__Exercise requirements__. Here is a block of records. Copy every one of them exactly.

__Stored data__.
'''
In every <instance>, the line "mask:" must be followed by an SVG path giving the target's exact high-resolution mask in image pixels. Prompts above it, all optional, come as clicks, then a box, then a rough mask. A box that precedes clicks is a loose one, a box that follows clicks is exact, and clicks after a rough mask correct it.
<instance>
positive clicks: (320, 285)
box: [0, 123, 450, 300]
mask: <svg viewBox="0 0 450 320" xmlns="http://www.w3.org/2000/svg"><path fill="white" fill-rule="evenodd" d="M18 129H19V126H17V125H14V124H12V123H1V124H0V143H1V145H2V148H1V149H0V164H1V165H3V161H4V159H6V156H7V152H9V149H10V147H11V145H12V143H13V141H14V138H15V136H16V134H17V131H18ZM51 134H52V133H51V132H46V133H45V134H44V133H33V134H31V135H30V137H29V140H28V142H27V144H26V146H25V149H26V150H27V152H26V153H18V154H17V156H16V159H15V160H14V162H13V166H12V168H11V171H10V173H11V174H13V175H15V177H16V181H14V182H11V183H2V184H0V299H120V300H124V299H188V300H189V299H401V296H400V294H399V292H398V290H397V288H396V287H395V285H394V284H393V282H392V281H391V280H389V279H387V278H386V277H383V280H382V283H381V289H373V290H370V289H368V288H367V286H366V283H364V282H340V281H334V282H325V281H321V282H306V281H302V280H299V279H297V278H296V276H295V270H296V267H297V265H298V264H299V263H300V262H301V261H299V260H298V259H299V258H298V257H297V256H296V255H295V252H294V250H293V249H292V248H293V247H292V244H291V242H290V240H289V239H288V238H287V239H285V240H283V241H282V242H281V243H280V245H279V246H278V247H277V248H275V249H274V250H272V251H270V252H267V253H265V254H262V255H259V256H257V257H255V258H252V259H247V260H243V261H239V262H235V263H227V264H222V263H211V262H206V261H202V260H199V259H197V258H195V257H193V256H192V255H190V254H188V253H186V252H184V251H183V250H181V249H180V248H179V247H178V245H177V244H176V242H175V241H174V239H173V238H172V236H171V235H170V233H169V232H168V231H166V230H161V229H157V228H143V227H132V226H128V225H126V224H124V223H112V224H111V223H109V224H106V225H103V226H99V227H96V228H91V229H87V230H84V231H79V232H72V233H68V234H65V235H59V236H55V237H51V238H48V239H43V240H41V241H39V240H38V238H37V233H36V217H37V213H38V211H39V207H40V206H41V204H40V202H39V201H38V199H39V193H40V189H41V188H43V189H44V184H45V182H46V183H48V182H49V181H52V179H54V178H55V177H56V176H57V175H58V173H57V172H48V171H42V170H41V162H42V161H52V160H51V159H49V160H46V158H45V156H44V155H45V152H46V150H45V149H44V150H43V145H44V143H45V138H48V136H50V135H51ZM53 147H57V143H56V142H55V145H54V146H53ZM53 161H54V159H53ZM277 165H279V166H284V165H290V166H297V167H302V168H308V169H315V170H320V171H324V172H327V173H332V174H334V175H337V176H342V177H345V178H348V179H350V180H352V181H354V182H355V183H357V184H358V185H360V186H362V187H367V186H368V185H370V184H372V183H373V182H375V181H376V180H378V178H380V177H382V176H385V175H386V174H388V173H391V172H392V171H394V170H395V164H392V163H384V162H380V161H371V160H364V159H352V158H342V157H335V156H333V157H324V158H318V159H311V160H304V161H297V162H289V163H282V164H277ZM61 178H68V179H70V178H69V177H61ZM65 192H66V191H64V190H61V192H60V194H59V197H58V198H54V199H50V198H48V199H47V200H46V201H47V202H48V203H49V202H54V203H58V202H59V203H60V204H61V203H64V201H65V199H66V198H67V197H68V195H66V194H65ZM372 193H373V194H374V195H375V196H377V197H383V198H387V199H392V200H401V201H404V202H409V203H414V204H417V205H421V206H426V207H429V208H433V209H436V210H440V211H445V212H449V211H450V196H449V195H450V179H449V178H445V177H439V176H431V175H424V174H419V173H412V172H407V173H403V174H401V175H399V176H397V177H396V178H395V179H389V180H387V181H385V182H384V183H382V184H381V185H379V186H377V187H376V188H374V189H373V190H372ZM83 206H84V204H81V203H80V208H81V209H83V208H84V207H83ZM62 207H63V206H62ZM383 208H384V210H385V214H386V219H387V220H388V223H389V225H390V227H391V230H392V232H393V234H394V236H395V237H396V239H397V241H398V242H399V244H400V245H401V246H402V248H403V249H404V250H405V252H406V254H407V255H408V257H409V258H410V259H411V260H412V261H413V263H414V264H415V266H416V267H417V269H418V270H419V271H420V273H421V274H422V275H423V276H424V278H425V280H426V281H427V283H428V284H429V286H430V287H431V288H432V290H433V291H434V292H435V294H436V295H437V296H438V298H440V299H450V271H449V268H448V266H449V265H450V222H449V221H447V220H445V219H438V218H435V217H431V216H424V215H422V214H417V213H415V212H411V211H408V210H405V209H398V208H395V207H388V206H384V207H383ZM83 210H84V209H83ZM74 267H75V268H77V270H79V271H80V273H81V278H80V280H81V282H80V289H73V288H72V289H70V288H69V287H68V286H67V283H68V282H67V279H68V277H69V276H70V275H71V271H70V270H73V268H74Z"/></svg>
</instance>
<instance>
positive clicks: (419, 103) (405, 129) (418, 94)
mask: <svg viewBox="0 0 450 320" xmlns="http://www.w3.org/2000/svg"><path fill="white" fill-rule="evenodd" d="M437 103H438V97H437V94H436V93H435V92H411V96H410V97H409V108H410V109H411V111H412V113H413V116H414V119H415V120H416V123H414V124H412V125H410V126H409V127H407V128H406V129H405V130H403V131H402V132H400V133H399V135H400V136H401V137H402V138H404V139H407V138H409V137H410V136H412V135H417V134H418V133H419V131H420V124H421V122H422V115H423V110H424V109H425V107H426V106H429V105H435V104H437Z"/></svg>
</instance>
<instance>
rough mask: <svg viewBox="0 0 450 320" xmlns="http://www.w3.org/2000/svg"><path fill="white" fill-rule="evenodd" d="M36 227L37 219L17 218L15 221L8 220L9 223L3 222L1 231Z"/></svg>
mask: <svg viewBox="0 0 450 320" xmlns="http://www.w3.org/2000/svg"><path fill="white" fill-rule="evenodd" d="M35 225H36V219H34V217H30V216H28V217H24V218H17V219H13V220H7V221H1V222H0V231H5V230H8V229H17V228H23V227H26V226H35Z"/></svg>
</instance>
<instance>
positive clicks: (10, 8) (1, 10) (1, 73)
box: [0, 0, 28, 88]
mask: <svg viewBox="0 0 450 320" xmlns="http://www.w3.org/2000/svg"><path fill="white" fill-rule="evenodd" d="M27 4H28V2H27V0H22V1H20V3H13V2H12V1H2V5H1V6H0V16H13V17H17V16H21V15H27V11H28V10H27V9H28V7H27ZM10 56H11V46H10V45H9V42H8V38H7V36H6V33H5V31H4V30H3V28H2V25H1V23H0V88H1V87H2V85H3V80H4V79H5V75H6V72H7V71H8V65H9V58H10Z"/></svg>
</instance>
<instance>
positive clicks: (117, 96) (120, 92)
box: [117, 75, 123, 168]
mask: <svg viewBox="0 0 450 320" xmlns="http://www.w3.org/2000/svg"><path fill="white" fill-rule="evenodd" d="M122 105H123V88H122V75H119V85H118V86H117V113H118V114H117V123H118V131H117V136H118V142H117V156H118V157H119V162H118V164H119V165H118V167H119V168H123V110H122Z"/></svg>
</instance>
'''
__Solution for this problem__.
In every <instance>, the line "mask:" must be followed by an SVG path giving the target's exact high-resolution mask in image pixels. Prompts above it, all optional, come as clicks, then a box, then a rough mask. A box that precedes clicks is a loose one, a box that follows clicks is exact, and clicks after a rough mask correct it.
<instance>
positive clicks: (320, 285)
box: [0, 123, 450, 300]
mask: <svg viewBox="0 0 450 320" xmlns="http://www.w3.org/2000/svg"><path fill="white" fill-rule="evenodd" d="M18 129H19V126H17V125H14V124H12V123H1V124H0V143H1V145H2V148H1V149H0V164H1V165H3V161H4V159H6V156H7V152H9V149H10V147H11V145H12V143H13V141H14V138H15V136H16V134H17V131H18ZM51 134H52V133H51V132H46V133H45V134H44V133H33V134H31V135H30V137H29V140H28V142H27V144H26V146H25V149H26V150H27V152H26V153H18V154H17V156H16V159H15V160H14V162H13V166H12V168H11V171H10V173H11V174H13V175H15V177H16V181H14V182H11V183H2V184H0V299H120V300H124V299H188V300H189V299H401V296H400V294H399V292H398V290H397V288H396V287H395V285H394V284H393V282H392V281H391V280H389V279H387V278H386V277H383V280H382V283H381V289H373V290H370V289H368V288H367V286H366V283H364V282H340V281H334V282H325V281H321V282H306V281H302V280H299V279H297V278H296V276H295V270H296V267H297V265H298V264H299V263H300V262H301V261H299V260H298V259H299V258H298V257H297V256H296V255H295V252H294V250H293V249H292V248H293V247H292V244H291V242H290V240H289V239H288V238H287V239H285V240H283V241H282V242H281V243H280V245H279V246H278V247H277V248H275V249H274V250H272V251H270V252H267V253H265V254H262V255H259V256H257V257H255V258H252V259H247V260H243V261H239V262H235V263H227V264H222V263H211V262H206V261H202V260H199V259H197V258H195V257H193V256H192V255H190V254H188V253H186V252H184V251H183V250H181V249H180V248H179V247H178V245H177V244H176V242H175V241H174V239H173V238H172V236H171V235H170V233H169V232H168V231H166V230H161V229H157V228H143V227H132V226H128V225H126V224H124V223H112V224H111V223H109V224H106V225H103V226H99V227H96V228H91V229H87V230H84V231H79V232H72V233H68V234H65V235H59V236H55V237H51V238H48V239H43V240H41V241H39V240H38V238H37V233H36V217H37V213H38V211H39V207H40V206H41V204H40V202H39V201H38V199H39V193H40V189H41V188H43V189H44V184H45V182H46V183H48V182H49V181H52V179H54V178H55V177H56V176H57V175H58V173H57V172H48V171H42V170H41V162H42V161H52V160H51V159H49V160H46V158H45V156H44V155H45V152H46V150H45V149H44V150H43V145H44V143H45V138H48V136H50V135H51ZM53 147H57V143H56V142H55V145H54V146H53ZM53 161H54V159H53ZM277 165H279V166H284V165H290V166H297V167H302V168H308V169H315V170H320V171H324V172H327V173H332V174H334V175H337V176H342V177H345V178H348V179H350V180H352V181H354V182H355V183H357V184H358V185H360V186H362V187H367V186H368V185H370V184H372V183H373V182H375V181H376V180H378V178H380V177H382V176H385V175H386V174H388V173H391V172H392V171H394V170H395V164H392V163H384V162H380V161H371V160H364V159H352V158H342V157H335V156H333V157H324V158H318V159H311V160H304V161H297V162H289V163H282V164H277ZM61 178H68V179H70V178H69V177H61ZM65 192H66V191H64V190H61V192H60V194H59V197H58V198H54V199H50V198H48V199H47V200H46V201H47V202H48V203H49V202H54V203H58V202H59V203H60V204H61V203H64V201H65V199H66V198H67V197H68V195H66V194H65ZM372 193H373V194H374V195H375V196H377V197H383V198H387V199H392V200H401V201H404V202H409V203H414V204H417V205H421V206H426V207H429V208H433V209H436V210H440V211H445V212H449V211H450V196H449V195H450V179H449V178H445V177H439V176H431V175H424V174H419V173H412V172H407V173H403V174H401V175H399V176H397V177H396V178H395V179H389V180H387V181H385V182H384V183H382V184H381V185H379V186H377V187H376V188H374V189H373V190H372ZM83 206H84V204H81V203H80V208H81V209H83V208H84V207H83ZM62 207H63V206H62ZM383 208H384V210H385V214H386V219H387V220H388V223H389V225H390V227H391V230H392V232H393V234H394V236H395V237H396V239H397V241H398V242H399V244H400V245H401V246H402V248H403V249H404V250H405V252H406V254H407V255H408V257H409V258H410V259H411V260H412V261H413V263H414V264H415V266H416V267H417V269H418V270H419V271H420V273H421V274H422V275H423V276H424V278H425V280H426V281H427V283H428V284H429V286H430V287H431V288H432V290H433V291H434V292H435V294H436V295H437V296H438V298H440V299H450V271H449V268H448V266H449V265H450V222H449V221H447V220H445V219H438V218H435V217H431V216H424V215H422V214H417V213H415V212H411V211H408V210H405V209H398V208H395V207H388V206H384V207H383ZM83 210H84V209H83ZM74 267H75V268H77V270H79V271H80V273H81V278H80V280H81V282H80V289H73V288H72V289H70V288H69V287H68V286H67V283H68V282H67V279H68V277H69V276H70V275H71V271H70V270H73V268H74Z"/></svg>
</instance>
<instance>
positive clicks: (419, 103) (405, 129) (418, 94)
mask: <svg viewBox="0 0 450 320" xmlns="http://www.w3.org/2000/svg"><path fill="white" fill-rule="evenodd" d="M437 103H438V97H437V94H436V93H435V92H411V96H410V97H409V108H410V109H411V111H412V113H413V116H414V119H415V120H416V123H414V124H412V125H410V126H409V127H407V128H406V129H405V130H403V131H402V132H400V133H399V135H400V136H401V137H402V138H404V139H407V138H409V137H410V136H412V135H417V134H418V133H419V131H420V124H421V122H422V115H423V110H424V109H425V107H426V106H429V105H435V104H437Z"/></svg>
</instance>
<instance>
rough mask: <svg viewBox="0 0 450 320" xmlns="http://www.w3.org/2000/svg"><path fill="white" fill-rule="evenodd" d="M36 227L37 219L17 218L15 221L8 220L9 223L3 222L1 231Z"/></svg>
mask: <svg viewBox="0 0 450 320" xmlns="http://www.w3.org/2000/svg"><path fill="white" fill-rule="evenodd" d="M35 225H36V219H34V217H30V216H28V217H24V218H17V219H13V220H7V221H1V222H0V231H5V230H8V229H17V228H23V227H26V226H35Z"/></svg>
</instance>
<instance>
positive clicks: (10, 8) (1, 10) (1, 73)
box: [0, 0, 28, 88]
mask: <svg viewBox="0 0 450 320" xmlns="http://www.w3.org/2000/svg"><path fill="white" fill-rule="evenodd" d="M27 4H28V2H27V0H22V1H20V3H13V2H12V1H2V5H1V6H0V16H13V17H17V16H21V15H27V11H28V10H27V9H28V7H27ZM10 56H11V46H10V45H9V42H8V38H7V36H6V33H5V31H4V30H3V28H2V25H1V23H0V88H1V87H2V85H3V80H4V79H5V75H6V72H7V71H8V65H9V58H10Z"/></svg>
</instance>
<instance>
positive clicks: (117, 96) (120, 92)
box: [117, 75, 123, 168]
mask: <svg viewBox="0 0 450 320" xmlns="http://www.w3.org/2000/svg"><path fill="white" fill-rule="evenodd" d="M122 105H123V88H122V75H119V85H118V86H117V113H118V114H117V123H118V131H117V136H118V142H117V156H118V157H119V162H118V164H119V165H118V167H119V168H123V110H122Z"/></svg>
</instance>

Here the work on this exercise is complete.